* _Problem to work on_
Return every line in the data below that contains the word "hair", treating uppercase and lowercase as different.

* _Data supplied_
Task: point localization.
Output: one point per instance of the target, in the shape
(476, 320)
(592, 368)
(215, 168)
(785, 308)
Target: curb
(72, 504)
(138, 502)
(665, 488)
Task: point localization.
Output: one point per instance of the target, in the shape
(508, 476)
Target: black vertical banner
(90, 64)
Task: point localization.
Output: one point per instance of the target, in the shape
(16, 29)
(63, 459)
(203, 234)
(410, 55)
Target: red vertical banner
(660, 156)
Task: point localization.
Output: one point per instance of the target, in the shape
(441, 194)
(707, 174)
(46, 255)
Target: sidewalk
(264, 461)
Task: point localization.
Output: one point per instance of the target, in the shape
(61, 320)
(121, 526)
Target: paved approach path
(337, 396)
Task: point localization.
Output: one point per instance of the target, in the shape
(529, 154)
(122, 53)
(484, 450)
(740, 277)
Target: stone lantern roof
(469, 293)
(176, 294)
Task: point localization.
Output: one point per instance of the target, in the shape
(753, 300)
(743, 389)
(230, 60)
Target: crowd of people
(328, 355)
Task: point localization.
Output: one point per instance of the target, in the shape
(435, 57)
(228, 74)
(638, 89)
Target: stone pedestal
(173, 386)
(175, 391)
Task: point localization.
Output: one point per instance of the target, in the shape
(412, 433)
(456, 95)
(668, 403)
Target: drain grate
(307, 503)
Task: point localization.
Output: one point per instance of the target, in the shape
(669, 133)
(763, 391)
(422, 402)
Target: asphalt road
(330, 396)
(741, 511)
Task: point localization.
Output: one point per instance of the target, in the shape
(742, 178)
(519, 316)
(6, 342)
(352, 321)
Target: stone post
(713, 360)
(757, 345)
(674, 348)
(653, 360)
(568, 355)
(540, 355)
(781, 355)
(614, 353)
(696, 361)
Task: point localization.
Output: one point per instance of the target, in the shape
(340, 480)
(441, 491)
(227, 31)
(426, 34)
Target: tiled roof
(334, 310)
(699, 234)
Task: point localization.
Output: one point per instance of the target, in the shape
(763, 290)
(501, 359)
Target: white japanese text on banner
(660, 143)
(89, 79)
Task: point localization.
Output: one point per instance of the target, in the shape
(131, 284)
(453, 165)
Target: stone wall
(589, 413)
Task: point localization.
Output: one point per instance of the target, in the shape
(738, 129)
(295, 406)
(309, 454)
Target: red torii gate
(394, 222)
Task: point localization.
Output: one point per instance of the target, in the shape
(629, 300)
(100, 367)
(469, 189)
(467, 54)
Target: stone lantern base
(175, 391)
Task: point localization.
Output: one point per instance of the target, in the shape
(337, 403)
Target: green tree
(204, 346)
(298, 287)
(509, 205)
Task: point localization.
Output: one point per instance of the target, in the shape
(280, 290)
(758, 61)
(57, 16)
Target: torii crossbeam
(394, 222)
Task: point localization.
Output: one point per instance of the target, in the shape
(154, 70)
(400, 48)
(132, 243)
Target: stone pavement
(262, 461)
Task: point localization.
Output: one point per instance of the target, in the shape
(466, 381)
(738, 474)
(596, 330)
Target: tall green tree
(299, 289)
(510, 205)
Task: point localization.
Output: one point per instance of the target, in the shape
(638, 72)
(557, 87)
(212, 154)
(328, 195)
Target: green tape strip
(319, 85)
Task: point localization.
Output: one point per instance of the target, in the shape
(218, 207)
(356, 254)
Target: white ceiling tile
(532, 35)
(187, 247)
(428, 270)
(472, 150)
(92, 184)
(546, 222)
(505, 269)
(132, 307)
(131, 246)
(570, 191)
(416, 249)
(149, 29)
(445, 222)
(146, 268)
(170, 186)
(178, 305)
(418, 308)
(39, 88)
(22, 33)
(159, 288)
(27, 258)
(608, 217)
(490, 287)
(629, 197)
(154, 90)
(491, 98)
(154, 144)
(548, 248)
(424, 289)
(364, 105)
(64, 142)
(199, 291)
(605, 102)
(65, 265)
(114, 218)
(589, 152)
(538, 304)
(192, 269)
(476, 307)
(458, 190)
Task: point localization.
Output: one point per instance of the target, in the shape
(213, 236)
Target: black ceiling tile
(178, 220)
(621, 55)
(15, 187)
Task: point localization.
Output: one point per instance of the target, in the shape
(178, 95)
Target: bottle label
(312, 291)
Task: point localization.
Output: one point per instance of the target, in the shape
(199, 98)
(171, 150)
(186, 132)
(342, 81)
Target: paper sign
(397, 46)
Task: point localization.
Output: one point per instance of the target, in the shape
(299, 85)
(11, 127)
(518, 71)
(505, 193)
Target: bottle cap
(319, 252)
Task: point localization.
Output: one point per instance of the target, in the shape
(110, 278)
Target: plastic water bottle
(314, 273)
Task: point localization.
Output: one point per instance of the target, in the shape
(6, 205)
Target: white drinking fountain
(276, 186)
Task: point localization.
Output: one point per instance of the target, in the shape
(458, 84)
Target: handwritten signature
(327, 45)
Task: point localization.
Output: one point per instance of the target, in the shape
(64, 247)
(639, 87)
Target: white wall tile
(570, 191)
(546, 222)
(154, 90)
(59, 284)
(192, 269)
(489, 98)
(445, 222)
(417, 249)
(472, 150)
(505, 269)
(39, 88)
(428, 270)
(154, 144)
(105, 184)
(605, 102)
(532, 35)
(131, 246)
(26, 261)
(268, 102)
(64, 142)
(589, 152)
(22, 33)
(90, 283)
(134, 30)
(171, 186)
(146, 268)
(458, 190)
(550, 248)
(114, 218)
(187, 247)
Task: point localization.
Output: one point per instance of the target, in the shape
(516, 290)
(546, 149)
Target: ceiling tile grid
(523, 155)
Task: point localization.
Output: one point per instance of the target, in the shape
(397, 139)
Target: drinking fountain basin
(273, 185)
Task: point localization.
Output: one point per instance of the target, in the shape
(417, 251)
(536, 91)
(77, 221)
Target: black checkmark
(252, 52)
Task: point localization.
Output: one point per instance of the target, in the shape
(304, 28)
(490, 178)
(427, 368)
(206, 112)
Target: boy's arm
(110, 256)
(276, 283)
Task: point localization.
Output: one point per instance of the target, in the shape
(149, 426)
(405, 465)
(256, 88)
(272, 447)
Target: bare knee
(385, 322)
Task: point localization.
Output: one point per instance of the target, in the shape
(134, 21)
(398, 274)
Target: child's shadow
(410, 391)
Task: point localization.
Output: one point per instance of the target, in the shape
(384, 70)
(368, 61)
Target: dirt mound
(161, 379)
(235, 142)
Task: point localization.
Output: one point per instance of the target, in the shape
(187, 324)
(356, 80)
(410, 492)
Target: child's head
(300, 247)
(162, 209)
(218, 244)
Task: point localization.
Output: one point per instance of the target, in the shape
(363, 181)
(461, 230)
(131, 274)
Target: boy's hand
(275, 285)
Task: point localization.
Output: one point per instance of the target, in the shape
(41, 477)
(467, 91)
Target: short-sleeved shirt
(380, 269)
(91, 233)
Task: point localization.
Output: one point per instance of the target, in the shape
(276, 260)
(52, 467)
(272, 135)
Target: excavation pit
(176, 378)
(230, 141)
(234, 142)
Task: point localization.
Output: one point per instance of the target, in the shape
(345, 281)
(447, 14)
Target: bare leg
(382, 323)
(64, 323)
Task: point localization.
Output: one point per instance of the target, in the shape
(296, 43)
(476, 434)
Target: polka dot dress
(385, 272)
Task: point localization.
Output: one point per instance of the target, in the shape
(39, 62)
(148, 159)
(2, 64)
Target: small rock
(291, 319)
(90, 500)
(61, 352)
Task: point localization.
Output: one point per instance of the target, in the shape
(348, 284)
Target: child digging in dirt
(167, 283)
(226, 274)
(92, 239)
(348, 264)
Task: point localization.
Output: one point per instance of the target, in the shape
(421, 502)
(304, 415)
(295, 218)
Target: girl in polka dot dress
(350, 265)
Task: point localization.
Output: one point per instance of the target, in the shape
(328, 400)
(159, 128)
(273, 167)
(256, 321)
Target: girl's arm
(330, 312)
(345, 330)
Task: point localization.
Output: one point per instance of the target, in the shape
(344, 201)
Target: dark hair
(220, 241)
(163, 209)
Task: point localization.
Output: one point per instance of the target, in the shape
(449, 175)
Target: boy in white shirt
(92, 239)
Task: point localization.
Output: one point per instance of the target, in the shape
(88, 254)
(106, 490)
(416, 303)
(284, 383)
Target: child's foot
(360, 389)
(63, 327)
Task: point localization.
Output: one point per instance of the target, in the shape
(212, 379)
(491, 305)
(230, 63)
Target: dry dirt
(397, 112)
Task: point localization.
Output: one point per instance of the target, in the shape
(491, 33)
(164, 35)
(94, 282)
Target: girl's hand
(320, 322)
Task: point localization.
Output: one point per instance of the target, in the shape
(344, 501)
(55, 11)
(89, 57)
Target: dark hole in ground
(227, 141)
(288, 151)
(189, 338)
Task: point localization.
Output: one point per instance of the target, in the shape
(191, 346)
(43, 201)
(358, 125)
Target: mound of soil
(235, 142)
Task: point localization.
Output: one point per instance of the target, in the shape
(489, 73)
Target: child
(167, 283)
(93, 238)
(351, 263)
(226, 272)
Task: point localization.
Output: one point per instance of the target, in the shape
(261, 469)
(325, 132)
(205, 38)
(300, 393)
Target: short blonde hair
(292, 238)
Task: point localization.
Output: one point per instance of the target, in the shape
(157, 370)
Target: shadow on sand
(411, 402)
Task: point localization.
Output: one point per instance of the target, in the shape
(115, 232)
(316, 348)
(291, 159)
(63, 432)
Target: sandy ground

* * *

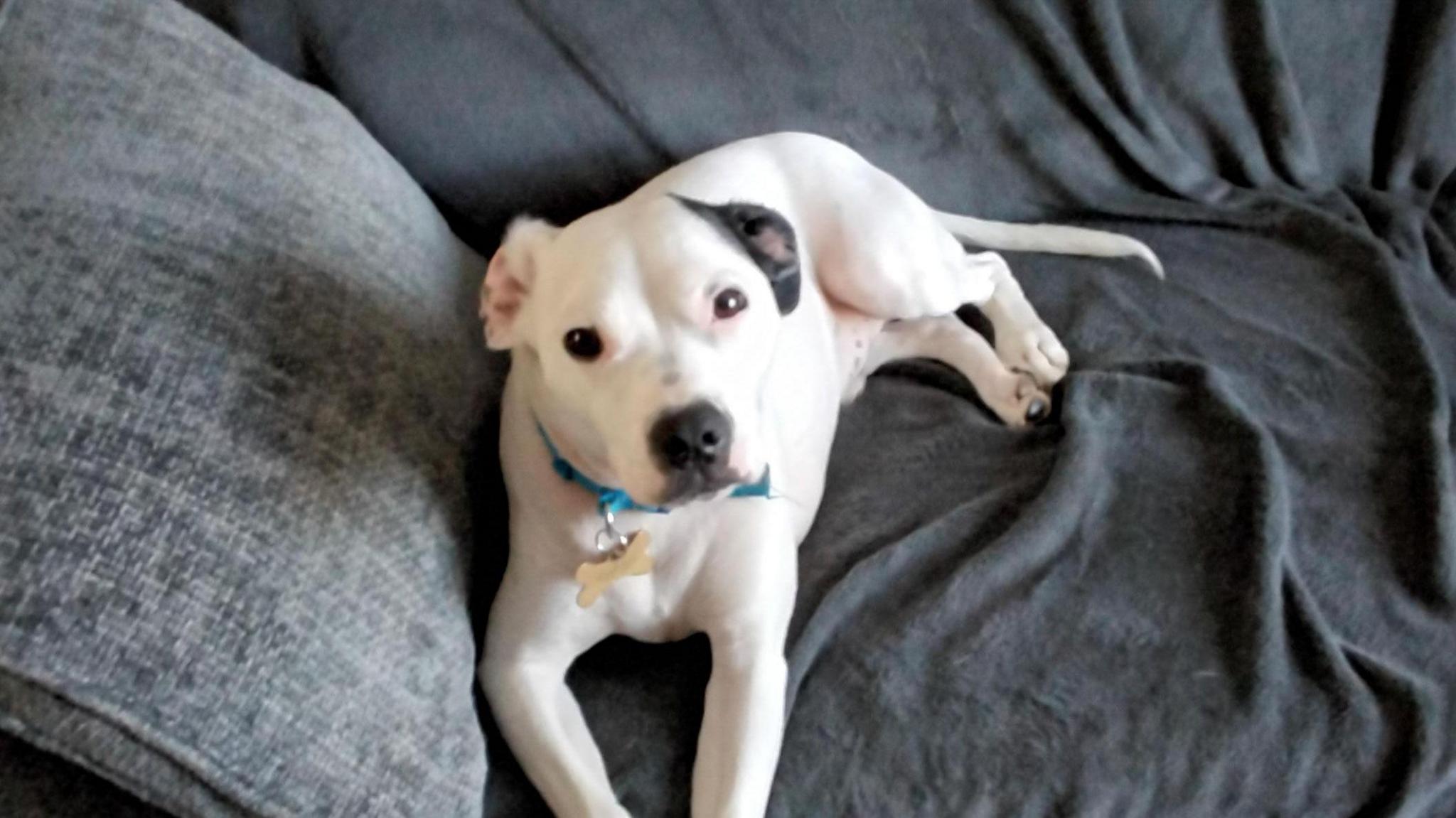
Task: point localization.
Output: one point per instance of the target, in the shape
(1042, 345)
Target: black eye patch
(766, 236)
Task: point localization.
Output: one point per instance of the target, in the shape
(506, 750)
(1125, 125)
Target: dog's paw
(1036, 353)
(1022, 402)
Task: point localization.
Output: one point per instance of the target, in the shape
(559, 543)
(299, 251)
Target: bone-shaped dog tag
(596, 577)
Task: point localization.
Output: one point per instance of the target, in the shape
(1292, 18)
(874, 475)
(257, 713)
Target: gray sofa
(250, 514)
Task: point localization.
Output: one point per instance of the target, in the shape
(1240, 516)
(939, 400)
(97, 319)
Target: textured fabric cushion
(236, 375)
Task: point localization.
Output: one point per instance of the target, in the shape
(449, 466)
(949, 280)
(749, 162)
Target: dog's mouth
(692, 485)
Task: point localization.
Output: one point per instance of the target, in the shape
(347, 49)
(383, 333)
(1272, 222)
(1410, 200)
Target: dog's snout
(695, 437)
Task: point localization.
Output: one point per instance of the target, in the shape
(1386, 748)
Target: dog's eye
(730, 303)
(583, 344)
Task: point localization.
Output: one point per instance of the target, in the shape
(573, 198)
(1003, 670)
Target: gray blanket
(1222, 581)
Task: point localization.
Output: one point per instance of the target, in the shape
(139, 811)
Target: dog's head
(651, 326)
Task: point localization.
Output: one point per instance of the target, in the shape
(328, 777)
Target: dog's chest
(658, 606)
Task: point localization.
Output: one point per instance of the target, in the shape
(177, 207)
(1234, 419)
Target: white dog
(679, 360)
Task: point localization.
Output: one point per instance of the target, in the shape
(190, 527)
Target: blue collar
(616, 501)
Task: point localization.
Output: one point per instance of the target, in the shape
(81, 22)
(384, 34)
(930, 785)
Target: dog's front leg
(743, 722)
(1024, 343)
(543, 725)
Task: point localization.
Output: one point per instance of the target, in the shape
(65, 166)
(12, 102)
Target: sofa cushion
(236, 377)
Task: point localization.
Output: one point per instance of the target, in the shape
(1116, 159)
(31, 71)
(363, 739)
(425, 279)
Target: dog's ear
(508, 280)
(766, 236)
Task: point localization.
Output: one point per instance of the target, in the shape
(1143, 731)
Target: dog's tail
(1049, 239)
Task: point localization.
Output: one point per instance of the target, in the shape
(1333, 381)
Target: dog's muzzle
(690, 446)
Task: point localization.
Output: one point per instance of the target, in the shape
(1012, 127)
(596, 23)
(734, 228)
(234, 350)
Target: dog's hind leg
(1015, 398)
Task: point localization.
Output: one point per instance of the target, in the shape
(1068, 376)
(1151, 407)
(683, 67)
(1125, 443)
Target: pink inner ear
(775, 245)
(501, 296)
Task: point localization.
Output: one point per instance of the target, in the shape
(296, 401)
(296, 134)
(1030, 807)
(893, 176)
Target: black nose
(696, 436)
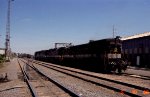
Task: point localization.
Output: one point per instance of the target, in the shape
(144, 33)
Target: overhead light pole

* _Finished exercise_
Target: dark hair
Target: short blonde hair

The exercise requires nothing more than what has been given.